Please rewrite the records below with "deepest inside" changed to "most central within" wherever it occurs, and leave everything else unchanged.

━━━ RECORD SET

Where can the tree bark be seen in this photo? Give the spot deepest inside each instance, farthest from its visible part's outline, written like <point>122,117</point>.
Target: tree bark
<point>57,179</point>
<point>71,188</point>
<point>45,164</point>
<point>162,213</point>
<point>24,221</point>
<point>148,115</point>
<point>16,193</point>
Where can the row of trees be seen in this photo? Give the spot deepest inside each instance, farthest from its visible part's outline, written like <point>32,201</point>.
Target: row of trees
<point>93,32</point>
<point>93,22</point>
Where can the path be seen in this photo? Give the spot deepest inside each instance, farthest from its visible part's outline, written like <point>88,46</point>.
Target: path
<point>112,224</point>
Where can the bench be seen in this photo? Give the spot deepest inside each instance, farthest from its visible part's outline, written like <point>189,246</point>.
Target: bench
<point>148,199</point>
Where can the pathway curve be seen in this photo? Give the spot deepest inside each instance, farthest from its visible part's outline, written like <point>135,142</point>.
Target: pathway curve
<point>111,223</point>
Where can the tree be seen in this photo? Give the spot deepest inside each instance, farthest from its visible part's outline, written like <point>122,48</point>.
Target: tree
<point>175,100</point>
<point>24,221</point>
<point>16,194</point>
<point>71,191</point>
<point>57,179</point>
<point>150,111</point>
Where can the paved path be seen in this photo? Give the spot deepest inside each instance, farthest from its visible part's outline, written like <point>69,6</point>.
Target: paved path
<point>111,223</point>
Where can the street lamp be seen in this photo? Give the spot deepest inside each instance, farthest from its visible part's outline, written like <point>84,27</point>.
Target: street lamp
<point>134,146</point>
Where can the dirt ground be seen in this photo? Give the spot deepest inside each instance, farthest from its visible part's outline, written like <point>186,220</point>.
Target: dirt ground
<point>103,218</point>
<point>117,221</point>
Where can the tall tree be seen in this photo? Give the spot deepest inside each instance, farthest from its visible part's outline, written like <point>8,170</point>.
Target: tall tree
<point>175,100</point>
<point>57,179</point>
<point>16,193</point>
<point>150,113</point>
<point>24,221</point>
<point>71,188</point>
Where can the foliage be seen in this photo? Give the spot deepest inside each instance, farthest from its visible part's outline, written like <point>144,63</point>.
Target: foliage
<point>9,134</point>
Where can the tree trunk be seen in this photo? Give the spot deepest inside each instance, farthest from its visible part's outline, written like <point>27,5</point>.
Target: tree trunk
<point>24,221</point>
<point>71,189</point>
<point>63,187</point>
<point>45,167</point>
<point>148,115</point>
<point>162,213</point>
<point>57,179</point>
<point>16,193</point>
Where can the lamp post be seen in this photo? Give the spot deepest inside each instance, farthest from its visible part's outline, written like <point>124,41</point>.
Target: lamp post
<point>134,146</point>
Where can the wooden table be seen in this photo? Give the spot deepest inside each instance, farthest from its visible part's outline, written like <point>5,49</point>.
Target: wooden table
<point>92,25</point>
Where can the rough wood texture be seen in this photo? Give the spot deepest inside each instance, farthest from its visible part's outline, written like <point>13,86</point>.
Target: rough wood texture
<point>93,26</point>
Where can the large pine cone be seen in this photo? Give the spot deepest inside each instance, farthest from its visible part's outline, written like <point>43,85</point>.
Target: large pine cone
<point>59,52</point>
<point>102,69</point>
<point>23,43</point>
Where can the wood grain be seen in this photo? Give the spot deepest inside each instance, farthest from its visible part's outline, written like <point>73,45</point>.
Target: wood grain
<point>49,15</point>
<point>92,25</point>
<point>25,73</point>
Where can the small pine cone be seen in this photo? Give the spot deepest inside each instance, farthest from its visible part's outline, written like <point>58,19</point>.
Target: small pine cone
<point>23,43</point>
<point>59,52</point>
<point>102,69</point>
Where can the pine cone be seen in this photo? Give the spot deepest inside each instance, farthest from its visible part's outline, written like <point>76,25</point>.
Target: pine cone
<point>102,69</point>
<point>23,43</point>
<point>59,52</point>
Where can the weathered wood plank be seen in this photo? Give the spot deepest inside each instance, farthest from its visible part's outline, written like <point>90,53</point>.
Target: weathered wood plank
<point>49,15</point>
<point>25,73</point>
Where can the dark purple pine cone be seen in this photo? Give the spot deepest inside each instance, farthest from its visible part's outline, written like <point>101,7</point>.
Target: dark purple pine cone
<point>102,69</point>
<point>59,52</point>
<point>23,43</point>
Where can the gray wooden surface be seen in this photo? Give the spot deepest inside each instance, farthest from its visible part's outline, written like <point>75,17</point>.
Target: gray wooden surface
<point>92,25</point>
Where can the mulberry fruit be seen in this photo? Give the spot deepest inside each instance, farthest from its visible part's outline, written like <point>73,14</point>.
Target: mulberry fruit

━━━━━━

ANSWER BELOW:
Where can the tree bark be seen in this photo? Give the spot most central within each instance, farthest from its visible part's outline, written like <point>122,117</point>.
Target: tree bark
<point>57,179</point>
<point>71,188</point>
<point>45,164</point>
<point>162,213</point>
<point>24,221</point>
<point>148,115</point>
<point>16,193</point>
Where can the row of trees be seen in this photo? Give the spot most central within each instance, farthest from its visible part's outline, written like <point>32,201</point>.
Target: row of trees
<point>93,32</point>
<point>93,22</point>
Where can the path be seen in this photo? Give the spot most central within each instance, farthest from its visible part's outline, written like <point>88,46</point>.
Target: path
<point>112,224</point>
Where can the bench be seen in this photo? Give the spot most central within each instance, farthest from its visible part's outline, written like <point>189,246</point>.
Target: bench
<point>148,199</point>
Where can the pathway curve be seen in this photo? Give the spot most central within each instance, farthest from its visible part's outline, written like <point>135,142</point>.
Target: pathway curve
<point>111,223</point>
Where can the tree be seen in this photo? Give the spot most central within each instance, farthest from its visible part's outline, written like <point>122,48</point>.
Target: tree
<point>175,100</point>
<point>24,221</point>
<point>16,194</point>
<point>71,191</point>
<point>57,179</point>
<point>150,111</point>
Where can the paved path be seen in this photo? Give the spot most central within each instance, farthest from its visible part's outline, written like <point>69,6</point>.
Target: paved path
<point>111,223</point>
Where can the street lamp be seen in this photo? Give the spot most central within each instance, farthest from its visible part's outline, written like <point>84,27</point>.
Target: street lamp
<point>134,146</point>
Where can the dirt ground be seen in this photo? Give the spot most central within each instance, farthest from its visible part's outline, written like <point>186,220</point>.
Target: dirt ground
<point>103,218</point>
<point>117,221</point>
Where can the tall tree be seen in this photo? Give the spot most central within each instance, farthest from its visible part's outline, written like <point>8,170</point>.
Target: tall tree
<point>175,100</point>
<point>57,179</point>
<point>16,193</point>
<point>150,113</point>
<point>24,221</point>
<point>71,188</point>
Where can the foliage be seen in this photo? Give the spot most central within each instance, farthest from its visible part's outline, written like <point>144,63</point>.
Target: foliage
<point>9,134</point>
Where can the tree trunk be seen in this photo? Give the spot most central within each instance, farthest from its visible part's outline, written like <point>27,5</point>.
Target: tree trunk
<point>24,221</point>
<point>71,189</point>
<point>63,187</point>
<point>45,167</point>
<point>148,115</point>
<point>162,213</point>
<point>57,179</point>
<point>16,193</point>
Where can the lamp post be seen in this photo? Give the spot most central within each instance, farthest from its visible part's outline, written like <point>124,41</point>.
Target: lamp post
<point>134,146</point>
Where can the wooden table be seen in this photo? Give the spot most central within each instance, farthest from its visible part's outline, written like <point>5,49</point>.
Target: wooden table
<point>92,25</point>
Where can the rough wood texture be seen in this photo? Give the spot most central within each instance, farthest from its visible part's outline, written like <point>13,86</point>.
Target: rough wood texture
<point>93,26</point>
Where can the large pine cone be seen in this photo? Give the spot most central within each instance, farthest from its visible part's outline, written like <point>43,85</point>.
Target: large pine cone
<point>59,52</point>
<point>102,69</point>
<point>23,43</point>
Where can the wood grain be seen in this photo? Give the spot most central within each instance, farthest from its visible part's outline, written like <point>73,45</point>.
Target: wood grain
<point>49,15</point>
<point>92,25</point>
<point>25,73</point>
Where can the small pine cone be seen in this photo? Give the spot most central within each instance, farthest from its visible part's outline, written like <point>58,19</point>.
Target: small pine cone
<point>23,43</point>
<point>59,52</point>
<point>102,69</point>
Where can the pine cone be seen in this photo? Give the spot most central within each instance, farthest from its visible part's outline, written like <point>76,25</point>.
Target: pine cone
<point>102,69</point>
<point>23,43</point>
<point>59,52</point>
Where can the weathered wood plank be seen in this photo? Give the spot most central within each instance, farthest from its visible part's outline, written like <point>90,53</point>.
Target: weathered wood plank
<point>49,15</point>
<point>25,73</point>
Where can the dark purple pine cone be seen in this photo? Give the spot most central within each instance, farthest from its visible part's outline, written like <point>101,7</point>.
Target: dark purple pine cone
<point>102,69</point>
<point>59,52</point>
<point>23,43</point>
Where can the gray wooden surface be seen in this photo? Give the spot most central within each instance, farthest from its visible part's outline, written like <point>75,17</point>.
Target: gray wooden surface
<point>92,25</point>
Where can the mulberry fruit be seen in this photo? Give the spot most central within each instance, farthest from its visible part's outline, written like <point>73,14</point>.
Target: mulberry fruit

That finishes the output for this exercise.